Records from a dataset
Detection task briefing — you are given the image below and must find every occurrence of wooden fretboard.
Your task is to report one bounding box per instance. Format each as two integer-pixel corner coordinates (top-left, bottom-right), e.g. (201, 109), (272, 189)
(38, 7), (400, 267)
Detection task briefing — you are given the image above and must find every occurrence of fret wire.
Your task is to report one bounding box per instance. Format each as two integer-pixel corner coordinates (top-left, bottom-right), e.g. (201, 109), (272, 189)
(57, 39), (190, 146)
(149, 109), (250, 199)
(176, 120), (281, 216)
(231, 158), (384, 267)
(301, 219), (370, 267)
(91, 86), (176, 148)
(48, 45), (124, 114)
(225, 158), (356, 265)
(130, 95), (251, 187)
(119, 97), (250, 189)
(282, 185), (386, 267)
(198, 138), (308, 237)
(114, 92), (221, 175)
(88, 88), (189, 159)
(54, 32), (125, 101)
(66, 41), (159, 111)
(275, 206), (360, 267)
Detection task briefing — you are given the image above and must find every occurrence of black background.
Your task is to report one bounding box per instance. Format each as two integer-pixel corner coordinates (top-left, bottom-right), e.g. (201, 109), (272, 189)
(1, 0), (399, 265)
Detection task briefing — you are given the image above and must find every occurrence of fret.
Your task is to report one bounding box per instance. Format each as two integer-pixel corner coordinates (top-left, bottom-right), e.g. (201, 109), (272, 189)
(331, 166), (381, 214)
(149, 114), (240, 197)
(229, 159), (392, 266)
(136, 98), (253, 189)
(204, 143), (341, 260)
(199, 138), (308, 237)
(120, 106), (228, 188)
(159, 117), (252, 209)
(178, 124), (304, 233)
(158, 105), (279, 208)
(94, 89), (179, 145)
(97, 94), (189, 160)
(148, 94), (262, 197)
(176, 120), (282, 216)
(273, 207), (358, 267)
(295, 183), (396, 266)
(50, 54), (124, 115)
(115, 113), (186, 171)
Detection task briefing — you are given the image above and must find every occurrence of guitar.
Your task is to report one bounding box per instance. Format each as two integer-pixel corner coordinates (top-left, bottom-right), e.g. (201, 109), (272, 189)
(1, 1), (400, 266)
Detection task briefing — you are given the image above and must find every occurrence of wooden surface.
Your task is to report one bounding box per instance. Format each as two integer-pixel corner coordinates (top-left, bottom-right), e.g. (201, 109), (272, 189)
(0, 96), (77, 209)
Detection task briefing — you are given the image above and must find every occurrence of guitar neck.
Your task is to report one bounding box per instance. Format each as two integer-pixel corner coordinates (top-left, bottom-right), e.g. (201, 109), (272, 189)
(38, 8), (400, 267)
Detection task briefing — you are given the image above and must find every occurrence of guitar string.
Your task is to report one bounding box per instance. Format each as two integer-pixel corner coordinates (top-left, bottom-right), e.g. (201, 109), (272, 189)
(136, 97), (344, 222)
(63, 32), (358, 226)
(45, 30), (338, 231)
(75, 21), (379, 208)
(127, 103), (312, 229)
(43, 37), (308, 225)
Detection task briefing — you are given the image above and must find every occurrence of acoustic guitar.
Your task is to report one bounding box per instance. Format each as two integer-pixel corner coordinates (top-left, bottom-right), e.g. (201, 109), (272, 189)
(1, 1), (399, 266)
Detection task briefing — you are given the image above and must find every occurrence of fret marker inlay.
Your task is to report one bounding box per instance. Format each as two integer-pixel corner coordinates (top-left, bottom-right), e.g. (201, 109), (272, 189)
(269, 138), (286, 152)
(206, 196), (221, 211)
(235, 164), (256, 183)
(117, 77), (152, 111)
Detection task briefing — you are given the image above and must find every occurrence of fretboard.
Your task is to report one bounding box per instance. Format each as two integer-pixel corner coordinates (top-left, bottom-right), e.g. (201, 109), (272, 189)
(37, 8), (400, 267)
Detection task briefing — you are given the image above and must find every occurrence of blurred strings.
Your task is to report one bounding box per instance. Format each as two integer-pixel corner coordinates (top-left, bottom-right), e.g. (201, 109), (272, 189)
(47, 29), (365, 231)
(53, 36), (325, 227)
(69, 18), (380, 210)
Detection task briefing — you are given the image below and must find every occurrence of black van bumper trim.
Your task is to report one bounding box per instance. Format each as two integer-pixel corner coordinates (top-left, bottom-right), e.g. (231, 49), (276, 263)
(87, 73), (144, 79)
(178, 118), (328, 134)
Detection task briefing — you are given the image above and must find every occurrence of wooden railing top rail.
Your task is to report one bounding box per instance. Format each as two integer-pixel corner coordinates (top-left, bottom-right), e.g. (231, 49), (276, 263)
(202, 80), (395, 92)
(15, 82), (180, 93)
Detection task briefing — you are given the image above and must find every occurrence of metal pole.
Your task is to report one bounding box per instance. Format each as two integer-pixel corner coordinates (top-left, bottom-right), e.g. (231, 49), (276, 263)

(ACTIVITY) Out of the data above, transcribe exactly and only the lines starting with the line that has "occurrence of guitar." and going on through the line that has "of wooden surface.", both included.

(SOLUTION BELOW)
Detection task briefing — you are given the image above and must find every occurrence of guitar.
Your task is to report one bounding box per instance. Format each as two integer-pixel corner coordinates (top-left, bottom-right), e.g. (201, 109), (272, 189)
(1, 1), (400, 266)
Detection task briefing — you are given the image above and must find every occurrence of wooden surface.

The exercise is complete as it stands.